EXERCISE BRIEF: Reproduce as a numbered list the lines of the records below, starting with the line that contains "You'll find dandelion" and going on through the line that contains "[[62, 33, 269, 290], [239, 60, 445, 300]]", both included. Omit blank lines and the pictures.

PROVIDED ENTRIES:
────
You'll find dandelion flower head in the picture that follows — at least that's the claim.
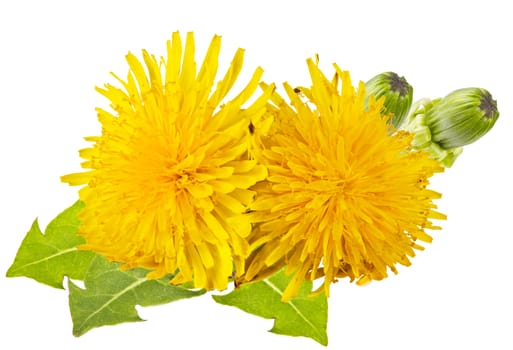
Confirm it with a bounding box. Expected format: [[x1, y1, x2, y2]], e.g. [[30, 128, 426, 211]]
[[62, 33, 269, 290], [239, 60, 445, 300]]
────
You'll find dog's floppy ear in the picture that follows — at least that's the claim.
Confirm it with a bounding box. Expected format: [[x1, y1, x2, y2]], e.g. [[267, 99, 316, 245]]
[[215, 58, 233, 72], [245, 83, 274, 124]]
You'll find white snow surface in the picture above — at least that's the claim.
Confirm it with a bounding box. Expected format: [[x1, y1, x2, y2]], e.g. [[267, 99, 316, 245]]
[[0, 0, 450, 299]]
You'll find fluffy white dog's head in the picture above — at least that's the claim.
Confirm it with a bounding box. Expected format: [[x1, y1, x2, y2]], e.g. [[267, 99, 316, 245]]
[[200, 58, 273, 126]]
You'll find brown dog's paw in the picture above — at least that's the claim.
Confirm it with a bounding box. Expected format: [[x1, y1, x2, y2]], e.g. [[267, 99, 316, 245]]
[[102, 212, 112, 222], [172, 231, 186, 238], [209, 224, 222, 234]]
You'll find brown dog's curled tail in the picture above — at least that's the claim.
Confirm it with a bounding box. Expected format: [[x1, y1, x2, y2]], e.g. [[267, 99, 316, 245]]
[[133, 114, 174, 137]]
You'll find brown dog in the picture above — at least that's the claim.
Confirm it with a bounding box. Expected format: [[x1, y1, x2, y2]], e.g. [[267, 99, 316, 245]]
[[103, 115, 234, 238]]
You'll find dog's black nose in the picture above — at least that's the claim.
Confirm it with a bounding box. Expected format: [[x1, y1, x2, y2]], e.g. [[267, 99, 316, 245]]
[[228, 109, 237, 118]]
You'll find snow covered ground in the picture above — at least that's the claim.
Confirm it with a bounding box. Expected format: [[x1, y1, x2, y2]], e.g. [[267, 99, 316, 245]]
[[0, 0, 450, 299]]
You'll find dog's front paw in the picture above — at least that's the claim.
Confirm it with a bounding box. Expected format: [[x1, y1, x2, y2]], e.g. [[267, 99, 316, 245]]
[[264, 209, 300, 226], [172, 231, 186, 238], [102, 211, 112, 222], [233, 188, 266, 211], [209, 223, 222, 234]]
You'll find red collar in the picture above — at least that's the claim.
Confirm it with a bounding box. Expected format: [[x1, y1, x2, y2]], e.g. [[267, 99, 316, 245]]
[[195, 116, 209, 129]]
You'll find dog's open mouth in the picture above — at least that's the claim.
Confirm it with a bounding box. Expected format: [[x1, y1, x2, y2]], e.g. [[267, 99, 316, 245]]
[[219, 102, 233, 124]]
────
THE REPLY:
1. You'll find dandelion flower head in the picture that follows — at least that's the claim.
2. Confirm it with a bounding box. Expected format: [[x1, y1, x2, y2]], e.g. [[30, 128, 426, 211]]
3. [[62, 33, 269, 290], [239, 60, 445, 300]]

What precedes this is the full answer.